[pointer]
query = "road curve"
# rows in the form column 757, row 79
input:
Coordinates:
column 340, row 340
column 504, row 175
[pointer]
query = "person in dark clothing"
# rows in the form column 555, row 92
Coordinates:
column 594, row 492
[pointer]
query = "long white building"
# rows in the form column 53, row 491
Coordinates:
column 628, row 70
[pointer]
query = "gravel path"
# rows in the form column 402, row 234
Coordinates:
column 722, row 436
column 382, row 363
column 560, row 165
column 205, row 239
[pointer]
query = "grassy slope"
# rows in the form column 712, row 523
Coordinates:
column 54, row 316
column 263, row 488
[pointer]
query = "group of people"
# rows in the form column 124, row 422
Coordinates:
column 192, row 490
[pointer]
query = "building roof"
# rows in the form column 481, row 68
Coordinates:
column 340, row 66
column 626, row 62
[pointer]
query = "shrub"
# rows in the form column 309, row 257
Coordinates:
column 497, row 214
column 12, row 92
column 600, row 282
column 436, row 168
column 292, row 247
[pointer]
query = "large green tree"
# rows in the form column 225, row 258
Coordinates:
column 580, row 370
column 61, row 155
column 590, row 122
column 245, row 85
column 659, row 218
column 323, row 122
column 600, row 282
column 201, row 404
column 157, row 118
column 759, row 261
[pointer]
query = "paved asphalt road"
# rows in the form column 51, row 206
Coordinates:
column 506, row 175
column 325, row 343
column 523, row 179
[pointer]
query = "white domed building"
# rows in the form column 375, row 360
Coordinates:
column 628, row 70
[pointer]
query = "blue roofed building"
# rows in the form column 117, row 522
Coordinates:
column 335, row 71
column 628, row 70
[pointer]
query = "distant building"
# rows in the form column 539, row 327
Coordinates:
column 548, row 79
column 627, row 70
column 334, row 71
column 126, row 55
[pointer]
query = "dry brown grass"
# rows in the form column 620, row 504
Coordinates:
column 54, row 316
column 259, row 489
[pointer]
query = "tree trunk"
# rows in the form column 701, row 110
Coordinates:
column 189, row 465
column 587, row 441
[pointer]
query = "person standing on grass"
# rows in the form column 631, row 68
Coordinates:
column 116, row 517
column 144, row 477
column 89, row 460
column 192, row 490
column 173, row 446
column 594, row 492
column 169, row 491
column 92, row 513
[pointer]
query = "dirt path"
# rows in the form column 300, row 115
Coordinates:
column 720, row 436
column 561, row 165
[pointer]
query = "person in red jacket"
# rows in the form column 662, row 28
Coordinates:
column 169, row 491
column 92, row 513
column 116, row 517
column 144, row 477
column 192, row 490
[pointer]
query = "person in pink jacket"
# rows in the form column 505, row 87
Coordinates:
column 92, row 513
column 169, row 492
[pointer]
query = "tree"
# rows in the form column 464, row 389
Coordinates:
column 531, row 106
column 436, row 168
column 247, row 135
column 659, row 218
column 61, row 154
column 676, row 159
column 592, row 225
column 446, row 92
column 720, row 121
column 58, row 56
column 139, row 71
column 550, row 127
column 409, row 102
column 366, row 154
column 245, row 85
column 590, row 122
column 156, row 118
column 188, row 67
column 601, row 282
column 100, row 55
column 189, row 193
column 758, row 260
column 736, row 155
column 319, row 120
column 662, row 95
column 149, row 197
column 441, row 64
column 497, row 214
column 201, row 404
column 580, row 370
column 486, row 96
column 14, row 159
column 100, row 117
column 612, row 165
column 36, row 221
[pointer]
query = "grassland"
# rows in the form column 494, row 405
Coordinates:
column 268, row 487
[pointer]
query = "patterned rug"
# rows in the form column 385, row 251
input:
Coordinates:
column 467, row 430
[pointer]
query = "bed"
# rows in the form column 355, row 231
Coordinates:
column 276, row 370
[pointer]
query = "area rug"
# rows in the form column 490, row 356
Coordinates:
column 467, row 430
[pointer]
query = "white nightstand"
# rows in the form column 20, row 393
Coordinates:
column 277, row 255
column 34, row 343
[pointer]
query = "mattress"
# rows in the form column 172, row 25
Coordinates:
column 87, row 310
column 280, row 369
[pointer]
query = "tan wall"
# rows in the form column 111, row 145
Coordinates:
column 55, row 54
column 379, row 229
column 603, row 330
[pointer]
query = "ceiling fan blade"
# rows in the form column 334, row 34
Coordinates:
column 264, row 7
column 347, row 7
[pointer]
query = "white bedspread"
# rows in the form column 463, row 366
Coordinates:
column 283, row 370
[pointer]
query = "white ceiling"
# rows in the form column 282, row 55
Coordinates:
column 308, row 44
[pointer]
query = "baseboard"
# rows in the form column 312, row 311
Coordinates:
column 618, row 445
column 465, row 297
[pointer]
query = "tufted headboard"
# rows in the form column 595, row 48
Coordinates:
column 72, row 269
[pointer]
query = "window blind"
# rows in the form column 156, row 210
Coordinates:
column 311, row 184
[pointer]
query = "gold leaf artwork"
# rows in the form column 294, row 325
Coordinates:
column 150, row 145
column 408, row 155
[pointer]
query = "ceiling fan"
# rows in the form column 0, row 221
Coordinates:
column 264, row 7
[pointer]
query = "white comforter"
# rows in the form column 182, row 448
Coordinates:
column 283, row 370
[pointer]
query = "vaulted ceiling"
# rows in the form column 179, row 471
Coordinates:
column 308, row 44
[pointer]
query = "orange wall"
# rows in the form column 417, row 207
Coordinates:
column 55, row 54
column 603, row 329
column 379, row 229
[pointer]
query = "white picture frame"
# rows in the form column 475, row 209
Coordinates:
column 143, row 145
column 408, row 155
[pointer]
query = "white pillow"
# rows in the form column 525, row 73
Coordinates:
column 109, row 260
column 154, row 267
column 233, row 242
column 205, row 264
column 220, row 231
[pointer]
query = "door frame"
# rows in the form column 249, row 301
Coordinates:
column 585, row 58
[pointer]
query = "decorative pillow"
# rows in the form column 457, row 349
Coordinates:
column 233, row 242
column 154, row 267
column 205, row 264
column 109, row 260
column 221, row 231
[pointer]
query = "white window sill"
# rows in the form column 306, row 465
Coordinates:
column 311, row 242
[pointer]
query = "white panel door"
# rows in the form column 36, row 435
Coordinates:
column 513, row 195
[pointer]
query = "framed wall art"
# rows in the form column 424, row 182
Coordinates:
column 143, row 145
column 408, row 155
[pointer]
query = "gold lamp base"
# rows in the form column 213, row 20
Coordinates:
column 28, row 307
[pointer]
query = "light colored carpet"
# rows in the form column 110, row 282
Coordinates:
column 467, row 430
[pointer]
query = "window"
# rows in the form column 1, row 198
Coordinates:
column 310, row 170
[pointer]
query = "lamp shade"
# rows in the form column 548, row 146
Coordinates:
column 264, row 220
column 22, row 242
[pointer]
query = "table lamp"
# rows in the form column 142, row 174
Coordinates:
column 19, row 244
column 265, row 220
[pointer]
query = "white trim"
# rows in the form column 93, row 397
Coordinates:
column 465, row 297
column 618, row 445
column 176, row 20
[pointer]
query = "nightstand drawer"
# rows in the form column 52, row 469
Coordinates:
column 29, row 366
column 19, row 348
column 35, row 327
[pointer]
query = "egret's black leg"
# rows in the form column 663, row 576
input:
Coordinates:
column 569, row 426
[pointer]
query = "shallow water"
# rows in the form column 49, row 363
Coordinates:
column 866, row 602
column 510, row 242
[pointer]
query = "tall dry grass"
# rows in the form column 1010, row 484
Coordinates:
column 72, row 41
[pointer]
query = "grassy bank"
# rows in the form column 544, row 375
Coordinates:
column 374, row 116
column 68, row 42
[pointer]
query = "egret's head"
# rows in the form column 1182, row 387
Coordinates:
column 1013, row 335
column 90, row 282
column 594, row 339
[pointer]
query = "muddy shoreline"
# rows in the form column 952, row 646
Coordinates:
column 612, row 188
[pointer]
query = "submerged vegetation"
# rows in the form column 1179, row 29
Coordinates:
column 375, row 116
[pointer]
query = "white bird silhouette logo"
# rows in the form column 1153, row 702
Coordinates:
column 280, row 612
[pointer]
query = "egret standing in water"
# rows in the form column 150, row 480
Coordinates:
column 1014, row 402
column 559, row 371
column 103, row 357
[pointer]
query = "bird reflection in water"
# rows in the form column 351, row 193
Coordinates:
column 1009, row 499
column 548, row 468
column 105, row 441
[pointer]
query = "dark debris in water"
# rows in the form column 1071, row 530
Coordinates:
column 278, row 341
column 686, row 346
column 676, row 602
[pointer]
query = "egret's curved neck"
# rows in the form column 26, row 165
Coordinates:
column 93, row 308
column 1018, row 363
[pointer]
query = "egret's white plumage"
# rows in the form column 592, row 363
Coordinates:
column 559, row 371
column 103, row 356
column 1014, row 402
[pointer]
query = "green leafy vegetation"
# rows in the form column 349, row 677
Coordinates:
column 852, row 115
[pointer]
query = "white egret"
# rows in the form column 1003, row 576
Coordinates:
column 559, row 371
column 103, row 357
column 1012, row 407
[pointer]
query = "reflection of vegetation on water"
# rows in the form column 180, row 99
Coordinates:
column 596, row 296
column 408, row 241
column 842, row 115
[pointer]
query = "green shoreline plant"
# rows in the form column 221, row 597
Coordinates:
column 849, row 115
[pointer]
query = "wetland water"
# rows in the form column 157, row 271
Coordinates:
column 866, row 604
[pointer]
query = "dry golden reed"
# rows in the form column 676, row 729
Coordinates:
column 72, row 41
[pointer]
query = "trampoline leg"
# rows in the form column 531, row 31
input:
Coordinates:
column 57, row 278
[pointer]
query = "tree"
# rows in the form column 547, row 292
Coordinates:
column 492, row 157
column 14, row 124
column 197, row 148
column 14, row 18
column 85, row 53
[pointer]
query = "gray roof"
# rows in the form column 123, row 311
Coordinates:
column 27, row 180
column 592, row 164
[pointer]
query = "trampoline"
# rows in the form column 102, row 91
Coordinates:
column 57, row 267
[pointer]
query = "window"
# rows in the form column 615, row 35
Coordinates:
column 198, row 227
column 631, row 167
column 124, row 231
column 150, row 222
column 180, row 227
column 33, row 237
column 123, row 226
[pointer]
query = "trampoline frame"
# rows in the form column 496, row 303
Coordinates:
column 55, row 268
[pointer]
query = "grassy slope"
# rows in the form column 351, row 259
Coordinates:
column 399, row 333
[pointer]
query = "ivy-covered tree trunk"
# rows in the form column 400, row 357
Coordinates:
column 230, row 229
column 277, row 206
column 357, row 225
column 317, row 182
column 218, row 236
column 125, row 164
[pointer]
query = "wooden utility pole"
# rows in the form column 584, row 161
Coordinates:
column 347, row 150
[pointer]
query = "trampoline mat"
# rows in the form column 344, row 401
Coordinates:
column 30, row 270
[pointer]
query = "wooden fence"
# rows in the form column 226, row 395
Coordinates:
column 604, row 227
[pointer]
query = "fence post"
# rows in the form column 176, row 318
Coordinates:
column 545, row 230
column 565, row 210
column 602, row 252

_ _ _ _ _

# Challenge
Copy the lines above without any change, from the first line through the line containing "column 626, row 62", inclusive.

# Expected output
[pointer]
query = "road curve"
# rows in the form column 757, row 79
input:
Coordinates:
column 340, row 340
column 504, row 175
[pointer]
query = "person in dark clothing"
# rows in the form column 555, row 92
Coordinates:
column 594, row 492
[pointer]
query = "long white building"
# rows in the form column 53, row 491
Coordinates:
column 628, row 70
[pointer]
query = "gravel path"
# rows in the form column 402, row 234
Coordinates:
column 722, row 436
column 382, row 363
column 560, row 165
column 205, row 239
[pointer]
query = "grassy slope"
# rows in the form column 712, row 523
Coordinates:
column 54, row 316
column 263, row 488
[pointer]
query = "group of people"
# rows in the form column 124, row 422
Coordinates:
column 192, row 490
[pointer]
query = "building roof"
# rows in the form column 481, row 68
Coordinates:
column 340, row 66
column 626, row 62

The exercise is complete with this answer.